Source excerpt:
%%

# Is it runnier?



## bognormike (May 10, 2005)

Having just had a fried egg sandwich for breakfast, I noticed that the Heinz ketchup from the squeezy bottle seemed thinner than when they used proper glass bottles. You used to be able to turn the bottle upside down and give it a slap on the bottom (steady! :lol: ) and you'd get a gloop of nice thick ketchup - obviously sometimes you'd get half the bottle on your egg sarnie, but that was part of the experience :roll: . Now for the sake of convenience we get runny ketchup  

a change for the worse, or am I being a sad old .....?


----------



## motormouth (Jul 3, 2010)

I suppose you have also noticed that the chocolate on your Kit Kats has got thinner.

And yes, you are a bit of a sad old ***, especially after your suggestion about my pooch. :evil:


----------



## Grizzly (May 9, 2005)

My goodness Mike ! In this modern world a manufacturer can't afford to produce anything that would require thought or effort from his customer. After all, we go to the gym for our exercise not get it slapping the bottom of a sauce bottle.

Besides, think of how much they might get sued for if a dollop of sauce flew out of the bottle and stained the customer's nice new clothes.

(You'll probably find also that the percentage of water in the new sauce is much higher = cheaper sauce for same price !)

Cynic ? Moi ?

G


----------



## Zebedee (Oct 3, 2007)

The only thing that hasn't gone thinner recently is me! 8O

I do wonder if part (_note the honesty - I did say "part"_ :wink: ) of the reason is all the additives they put in food these days to make crap look and taste good!

Can I join your cynics' club Grizz?

Dave


----------



## bognormike (May 10, 2005)

perhaps there's room for a new club then, COG's ?


----------



## Grizzly (May 9, 2005)

bognormike said:


> perhaps there's room for a new club then, COG's ?


Cynics of the World, Unite !

You have everything to lose, and someone will probably nick your chains as well !

G


----------



## Hezbez (Feb 7, 2009)

bognormike said:


> Having just had a fried egg sandwich for breakfast.....?


Lucky you - I've just had an apple for breakfast.


----------

%%

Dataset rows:
%%

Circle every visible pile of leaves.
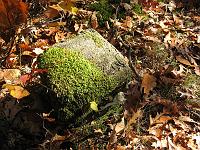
[0,0,200,150]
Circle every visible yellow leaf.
[90,101,98,112]
[2,84,30,99]
[58,1,78,14]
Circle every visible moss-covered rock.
[39,30,132,125]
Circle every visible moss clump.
[39,47,116,123]
[182,74,200,98]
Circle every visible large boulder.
[39,29,132,124]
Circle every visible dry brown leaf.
[2,84,30,99]
[176,55,194,67]
[141,73,156,95]
[124,16,133,28]
[91,12,99,29]
[0,69,21,83]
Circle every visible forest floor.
[0,0,200,150]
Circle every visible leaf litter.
[0,0,200,150]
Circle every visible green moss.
[182,74,200,98]
[39,47,117,121]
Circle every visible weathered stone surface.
[39,29,132,125]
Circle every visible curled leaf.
[90,101,98,112]
[2,84,30,99]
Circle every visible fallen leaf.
[2,84,30,99]
[0,69,21,83]
[176,55,194,67]
[91,12,99,29]
[90,101,98,112]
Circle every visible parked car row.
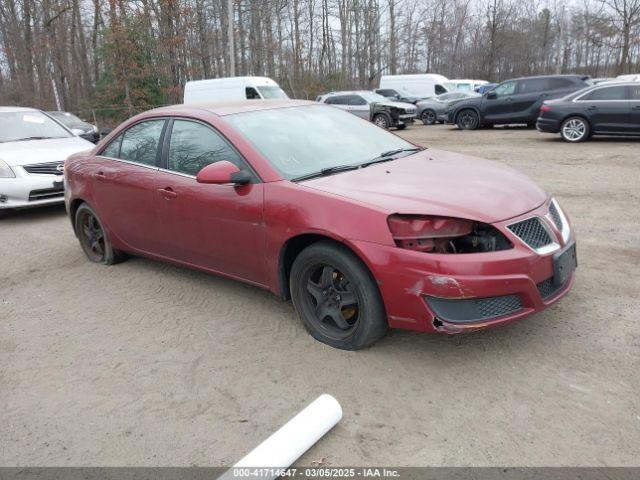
[536,82,640,142]
[437,75,640,142]
[316,90,417,130]
[0,107,94,214]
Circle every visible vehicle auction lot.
[0,124,640,466]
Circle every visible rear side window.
[101,135,122,158]
[244,87,261,100]
[493,82,516,97]
[580,86,628,101]
[349,95,367,105]
[326,95,349,105]
[549,78,576,90]
[115,120,165,165]
[167,120,243,176]
[518,78,549,93]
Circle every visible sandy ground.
[0,125,640,466]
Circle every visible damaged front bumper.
[355,205,575,333]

%%

Exercise 1:
Reproduce the ketchup thread word for word, everything from "I do wonder" down to "and taste good!".
Exercise 2:
Rewrite the dataset rows as a JSON list of strings with one string per line, skipping blank lines. Cover only everything from the line containing "Circle every visible rear side window." down to the end of the dataset rows.

Exercise response 1:
I do wonder if part (_note the honesty - I did say "part"_ :wink: ) of the reason is all the additives they put in food these days to make crap look and taste good!

Exercise response 2:
[
  "Circle every visible rear side window.",
  "[101,135,122,158]",
  "[244,87,261,100]",
  "[493,82,516,97]",
  "[580,86,628,101]",
  "[349,95,367,105]",
  "[326,95,349,105]",
  "[549,78,576,90]",
  "[115,120,165,165]",
  "[167,120,243,176]",
  "[518,78,549,93]",
  "Circle every visible sandy ground.",
  "[0,125,640,466]",
  "Circle every visible damaged front bumper.",
  "[355,205,575,333]"
]